• [Description of the task] Every line with "blind" in it should be copied from the data.
[Records shown]
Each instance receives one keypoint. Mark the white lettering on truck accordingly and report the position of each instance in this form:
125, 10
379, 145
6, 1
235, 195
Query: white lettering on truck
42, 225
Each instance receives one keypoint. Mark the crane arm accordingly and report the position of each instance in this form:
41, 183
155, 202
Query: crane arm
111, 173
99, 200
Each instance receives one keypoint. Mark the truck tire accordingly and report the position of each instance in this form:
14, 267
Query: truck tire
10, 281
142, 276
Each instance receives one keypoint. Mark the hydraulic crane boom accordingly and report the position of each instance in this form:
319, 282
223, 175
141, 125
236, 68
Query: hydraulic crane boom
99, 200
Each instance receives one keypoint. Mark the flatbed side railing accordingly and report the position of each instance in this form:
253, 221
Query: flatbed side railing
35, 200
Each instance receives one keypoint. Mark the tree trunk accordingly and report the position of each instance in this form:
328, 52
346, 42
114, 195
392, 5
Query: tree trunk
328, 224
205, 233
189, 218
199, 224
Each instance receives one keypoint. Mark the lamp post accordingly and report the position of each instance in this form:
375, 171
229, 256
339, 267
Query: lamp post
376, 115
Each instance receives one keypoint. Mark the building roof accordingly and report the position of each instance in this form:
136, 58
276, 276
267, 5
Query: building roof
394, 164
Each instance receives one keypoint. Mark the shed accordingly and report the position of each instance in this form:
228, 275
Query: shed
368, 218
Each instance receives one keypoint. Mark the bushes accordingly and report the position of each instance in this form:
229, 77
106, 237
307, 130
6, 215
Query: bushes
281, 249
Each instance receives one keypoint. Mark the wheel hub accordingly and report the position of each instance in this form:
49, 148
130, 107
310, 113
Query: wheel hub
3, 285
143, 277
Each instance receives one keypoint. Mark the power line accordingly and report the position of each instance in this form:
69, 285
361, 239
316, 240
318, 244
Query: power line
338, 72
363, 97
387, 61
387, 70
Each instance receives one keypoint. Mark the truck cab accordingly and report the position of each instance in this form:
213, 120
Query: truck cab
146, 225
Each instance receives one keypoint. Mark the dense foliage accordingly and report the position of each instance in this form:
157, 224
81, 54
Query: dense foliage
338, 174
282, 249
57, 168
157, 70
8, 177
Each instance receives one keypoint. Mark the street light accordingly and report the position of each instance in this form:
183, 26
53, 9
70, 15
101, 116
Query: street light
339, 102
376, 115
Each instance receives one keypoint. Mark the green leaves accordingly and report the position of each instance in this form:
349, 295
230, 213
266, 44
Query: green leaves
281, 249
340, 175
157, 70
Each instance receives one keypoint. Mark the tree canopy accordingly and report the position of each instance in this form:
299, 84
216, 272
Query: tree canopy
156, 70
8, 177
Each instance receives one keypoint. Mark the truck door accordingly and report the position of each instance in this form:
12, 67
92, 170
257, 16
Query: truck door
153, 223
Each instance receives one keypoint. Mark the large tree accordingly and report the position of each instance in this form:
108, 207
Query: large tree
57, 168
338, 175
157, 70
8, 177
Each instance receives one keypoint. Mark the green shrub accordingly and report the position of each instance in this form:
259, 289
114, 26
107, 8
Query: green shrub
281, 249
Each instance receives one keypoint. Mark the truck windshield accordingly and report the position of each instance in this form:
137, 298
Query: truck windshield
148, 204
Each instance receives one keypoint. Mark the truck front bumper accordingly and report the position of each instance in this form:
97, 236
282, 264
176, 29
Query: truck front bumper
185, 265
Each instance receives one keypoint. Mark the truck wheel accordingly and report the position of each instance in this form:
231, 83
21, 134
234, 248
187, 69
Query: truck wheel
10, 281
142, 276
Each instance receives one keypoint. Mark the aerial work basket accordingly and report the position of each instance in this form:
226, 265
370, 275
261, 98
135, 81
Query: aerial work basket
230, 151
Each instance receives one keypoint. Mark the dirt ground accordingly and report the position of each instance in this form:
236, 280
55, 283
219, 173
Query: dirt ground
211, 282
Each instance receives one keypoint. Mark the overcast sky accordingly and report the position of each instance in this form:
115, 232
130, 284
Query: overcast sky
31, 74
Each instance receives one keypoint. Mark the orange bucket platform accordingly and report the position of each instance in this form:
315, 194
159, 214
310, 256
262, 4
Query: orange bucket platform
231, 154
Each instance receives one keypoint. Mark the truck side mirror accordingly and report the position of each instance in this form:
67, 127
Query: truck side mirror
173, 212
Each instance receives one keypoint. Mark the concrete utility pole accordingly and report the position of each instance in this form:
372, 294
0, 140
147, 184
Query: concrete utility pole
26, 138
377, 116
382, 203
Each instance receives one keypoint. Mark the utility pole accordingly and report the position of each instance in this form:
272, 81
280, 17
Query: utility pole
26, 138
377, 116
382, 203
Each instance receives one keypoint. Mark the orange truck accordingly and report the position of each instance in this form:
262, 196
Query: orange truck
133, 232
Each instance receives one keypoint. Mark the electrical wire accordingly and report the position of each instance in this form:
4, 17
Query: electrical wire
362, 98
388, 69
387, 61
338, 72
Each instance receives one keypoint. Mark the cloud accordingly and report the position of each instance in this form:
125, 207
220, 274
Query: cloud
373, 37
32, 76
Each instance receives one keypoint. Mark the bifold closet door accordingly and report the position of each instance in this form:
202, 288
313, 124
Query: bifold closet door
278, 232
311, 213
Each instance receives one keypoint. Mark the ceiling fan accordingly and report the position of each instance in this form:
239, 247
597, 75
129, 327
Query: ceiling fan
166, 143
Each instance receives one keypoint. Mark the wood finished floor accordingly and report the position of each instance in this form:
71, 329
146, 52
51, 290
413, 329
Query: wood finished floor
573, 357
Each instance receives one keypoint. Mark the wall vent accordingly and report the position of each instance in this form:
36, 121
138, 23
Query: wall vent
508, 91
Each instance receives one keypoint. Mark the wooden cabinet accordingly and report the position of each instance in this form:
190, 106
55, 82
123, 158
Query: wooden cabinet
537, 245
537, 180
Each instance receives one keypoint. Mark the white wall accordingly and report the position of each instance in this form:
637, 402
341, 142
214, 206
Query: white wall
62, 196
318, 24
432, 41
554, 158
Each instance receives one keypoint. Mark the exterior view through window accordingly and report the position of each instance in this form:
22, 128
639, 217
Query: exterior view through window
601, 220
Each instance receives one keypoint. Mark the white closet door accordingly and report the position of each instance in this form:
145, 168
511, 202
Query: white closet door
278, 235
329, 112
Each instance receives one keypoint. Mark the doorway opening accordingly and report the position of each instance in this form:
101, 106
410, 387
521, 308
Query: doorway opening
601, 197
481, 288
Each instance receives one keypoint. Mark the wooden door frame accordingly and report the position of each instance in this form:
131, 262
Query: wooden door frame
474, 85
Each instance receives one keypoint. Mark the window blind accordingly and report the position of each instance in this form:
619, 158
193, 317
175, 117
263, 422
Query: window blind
[/Records shown]
• [Exercise answer]
Each instance receives one keypoint. Mark the window blind accordingly and report the position of each instance in this form:
Query: window blind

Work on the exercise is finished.